- Task requirements
Render every one of the records below as a Markdown table with two columns, Row and Line. Give each line its own numbered row and leave out blank lines.
-- Stored data start --
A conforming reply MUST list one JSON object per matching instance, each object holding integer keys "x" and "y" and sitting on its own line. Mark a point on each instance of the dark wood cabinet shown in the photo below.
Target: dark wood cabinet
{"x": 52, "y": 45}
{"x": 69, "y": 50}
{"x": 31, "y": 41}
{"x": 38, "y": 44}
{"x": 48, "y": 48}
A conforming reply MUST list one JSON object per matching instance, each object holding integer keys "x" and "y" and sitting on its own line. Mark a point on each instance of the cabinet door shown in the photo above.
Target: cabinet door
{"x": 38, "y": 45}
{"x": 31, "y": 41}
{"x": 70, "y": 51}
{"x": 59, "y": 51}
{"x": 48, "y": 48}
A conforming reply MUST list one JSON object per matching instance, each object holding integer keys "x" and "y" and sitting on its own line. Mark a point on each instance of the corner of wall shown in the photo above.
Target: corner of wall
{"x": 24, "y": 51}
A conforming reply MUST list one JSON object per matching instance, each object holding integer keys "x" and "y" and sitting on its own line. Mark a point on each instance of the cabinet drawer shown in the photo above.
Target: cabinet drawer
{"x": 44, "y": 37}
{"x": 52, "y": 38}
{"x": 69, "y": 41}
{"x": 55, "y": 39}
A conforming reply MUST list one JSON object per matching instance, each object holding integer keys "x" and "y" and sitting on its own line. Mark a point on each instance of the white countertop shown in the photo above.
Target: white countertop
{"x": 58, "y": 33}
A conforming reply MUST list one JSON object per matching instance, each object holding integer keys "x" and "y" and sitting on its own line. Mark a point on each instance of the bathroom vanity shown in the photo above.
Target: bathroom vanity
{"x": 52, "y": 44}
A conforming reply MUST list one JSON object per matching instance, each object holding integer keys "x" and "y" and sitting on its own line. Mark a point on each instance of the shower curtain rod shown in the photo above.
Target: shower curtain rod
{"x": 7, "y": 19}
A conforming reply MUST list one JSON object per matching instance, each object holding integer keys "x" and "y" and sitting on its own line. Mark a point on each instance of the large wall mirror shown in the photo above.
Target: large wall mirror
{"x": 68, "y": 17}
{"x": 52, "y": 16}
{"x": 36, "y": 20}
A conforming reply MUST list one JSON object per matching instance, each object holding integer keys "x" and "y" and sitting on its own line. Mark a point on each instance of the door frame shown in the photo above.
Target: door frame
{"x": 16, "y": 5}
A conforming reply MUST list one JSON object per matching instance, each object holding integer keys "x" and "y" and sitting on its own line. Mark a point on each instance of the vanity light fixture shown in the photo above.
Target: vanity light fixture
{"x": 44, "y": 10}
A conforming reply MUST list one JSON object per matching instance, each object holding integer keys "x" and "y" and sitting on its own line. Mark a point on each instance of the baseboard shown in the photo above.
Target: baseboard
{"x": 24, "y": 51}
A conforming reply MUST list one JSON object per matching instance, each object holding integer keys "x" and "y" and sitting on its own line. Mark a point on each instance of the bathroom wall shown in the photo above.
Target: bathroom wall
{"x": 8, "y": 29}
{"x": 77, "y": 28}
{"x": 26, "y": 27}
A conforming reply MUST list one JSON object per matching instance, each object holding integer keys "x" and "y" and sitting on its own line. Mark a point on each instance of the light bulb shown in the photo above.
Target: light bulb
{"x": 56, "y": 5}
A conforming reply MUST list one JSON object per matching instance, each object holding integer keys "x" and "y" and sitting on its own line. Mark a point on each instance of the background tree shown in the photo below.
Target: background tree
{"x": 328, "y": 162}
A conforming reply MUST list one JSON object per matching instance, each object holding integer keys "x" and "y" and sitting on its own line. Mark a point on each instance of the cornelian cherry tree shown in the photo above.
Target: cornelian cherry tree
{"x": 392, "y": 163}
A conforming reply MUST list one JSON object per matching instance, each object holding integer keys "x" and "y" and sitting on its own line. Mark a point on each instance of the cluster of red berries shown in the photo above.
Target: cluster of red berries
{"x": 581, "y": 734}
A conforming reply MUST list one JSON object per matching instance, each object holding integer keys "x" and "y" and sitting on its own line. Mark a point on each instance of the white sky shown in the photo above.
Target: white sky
-- Stored data end --
- Exercise response
| Row | Line |
|---|---|
| 1 | A conforming reply MUST list one JSON object per matching instance, each object holding integer keys "x" and "y" and sitting on its own line. Mark a point on each instance of the dark wood cabinet shown in the photo below. |
| 2 | Target: dark wood cabinet |
| 3 | {"x": 52, "y": 45} |
| 4 | {"x": 69, "y": 50} |
| 5 | {"x": 31, "y": 41} |
| 6 | {"x": 38, "y": 44} |
| 7 | {"x": 48, "y": 48} |
| 8 | A conforming reply MUST list one JSON object per matching instance, each object holding integer keys "x" and "y" and sitting on its own line. Mark a point on each instance of the cabinet door shown in the photo above. |
| 9 | Target: cabinet door |
| 10 | {"x": 38, "y": 45} |
| 11 | {"x": 31, "y": 41} |
| 12 | {"x": 70, "y": 51} |
| 13 | {"x": 59, "y": 51} |
| 14 | {"x": 48, "y": 48} |
| 15 | A conforming reply MUST list one JSON object per matching instance, each object holding integer keys "x" and "y" and sitting on its own line. Mark a point on each instance of the corner of wall shown in the photo above. |
| 16 | Target: corner of wall |
| 17 | {"x": 24, "y": 51} |
| 18 | A conforming reply MUST list one JSON object per matching instance, each object holding integer keys "x" and "y" and sitting on its own line. Mark a point on each instance of the cabinet drawer shown in the photo above. |
| 19 | Target: cabinet drawer |
| 20 | {"x": 44, "y": 37} |
| 21 | {"x": 52, "y": 38} |
| 22 | {"x": 69, "y": 41} |
| 23 | {"x": 55, "y": 39} |
| 24 | A conforming reply MUST list one JSON object per matching instance, each object holding integer keys "x" and "y" and sitting on its own line. Mark a point on each instance of the white countertop shown in the photo above. |
| 25 | Target: white countertop |
| 26 | {"x": 58, "y": 33} |
| 27 | A conforming reply MUST list one JSON object per matching instance, each object holding integer keys "x" and "y" and sitting on its own line. Mark a point on each instance of the bathroom vanity shown in the photo above. |
| 28 | Target: bathroom vanity |
| 29 | {"x": 52, "y": 44} |
| 30 | A conforming reply MUST list one JSON object per matching instance, each object holding integer keys "x" and "y" and sitting on its own line. Mark a point on each instance of the shower curtain rod shown in the photo above. |
| 31 | Target: shower curtain rod |
| 32 | {"x": 7, "y": 19} |
| 33 | A conforming reply MUST list one JSON object per matching instance, each object holding integer keys "x" and "y" and sitting on its own line. Mark a point on each instance of the large wall mirror shown in the photo above. |
| 34 | Target: large wall mirror |
| 35 | {"x": 68, "y": 17} |
| 36 | {"x": 52, "y": 16} |
| 37 | {"x": 36, "y": 20} |
| 38 | A conforming reply MUST list one JSON object per matching instance, each object holding integer keys "x" and "y" and sitting on its own line. Mark a point on each instance of the door frame shown in the photo above. |
| 39 | Target: door frame |
| 40 | {"x": 16, "y": 5} |
| 41 | A conforming reply MUST list one JSON object per matching instance, each object holding integer keys "x" and "y" and sitting on its own line. Mark a point on each instance of the vanity light fixture shown in the photo above. |
| 42 | Target: vanity light fixture |
| 43 | {"x": 44, "y": 10} |
| 44 | A conforming reply MUST list one JSON object per matching instance, each object holding integer keys "x" and "y" and sitting on its own line. Mark a point on each instance of the baseboard shown in the photo above. |
| 45 | Target: baseboard |
| 46 | {"x": 24, "y": 51} |
| 47 | A conforming reply MUST list one JSON object per matching instance, each object holding integer keys "x" and "y" and sitting on its own line. Mark a point on each instance of the bathroom wall shown in the photo above. |
| 48 | Target: bathroom wall |
| 49 | {"x": 8, "y": 29} |
| 50 | {"x": 77, "y": 28} |
| 51 | {"x": 26, "y": 27} |
| 52 | A conforming reply MUST list one JSON object per matching instance, each object holding integer keys "x" and "y" and sitting on its own line. Mark a point on each instance of the light bulb shown in the photo above. |
| 53 | Target: light bulb |
| 54 | {"x": 56, "y": 5} |
| 55 | A conforming reply MUST list one JSON object per matching instance, each object holding integer keys "x" and "y" and sitting on its own line. Mark a point on each instance of the background tree shown in the photo below. |
| 56 | Target: background tree |
| 57 | {"x": 328, "y": 162} |
| 58 | A conforming reply MUST list one JSON object per matching instance, each object holding integer keys "x" and "y" and sitting on its own line. Mark a point on each instance of the cornelian cherry tree shown in the photo above. |
| 59 | Target: cornelian cherry tree |
| 60 | {"x": 392, "y": 163} |
| 61 | A conforming reply MUST list one JSON object per matching instance, each object holding integer keys "x" and "y" and sitting on its own line. Mark a point on each instance of the cluster of red berries shown in the photo above. |
| 62 | Target: cluster of red berries |
| 63 | {"x": 581, "y": 734} |
| 64 | A conforming reply MUST list one JSON object per matching instance, each object holding integer keys "x" and "y" and sitting on its own line. Mark a point on each instance of the white sky shown in the photo above. |
| 65 | Target: white sky |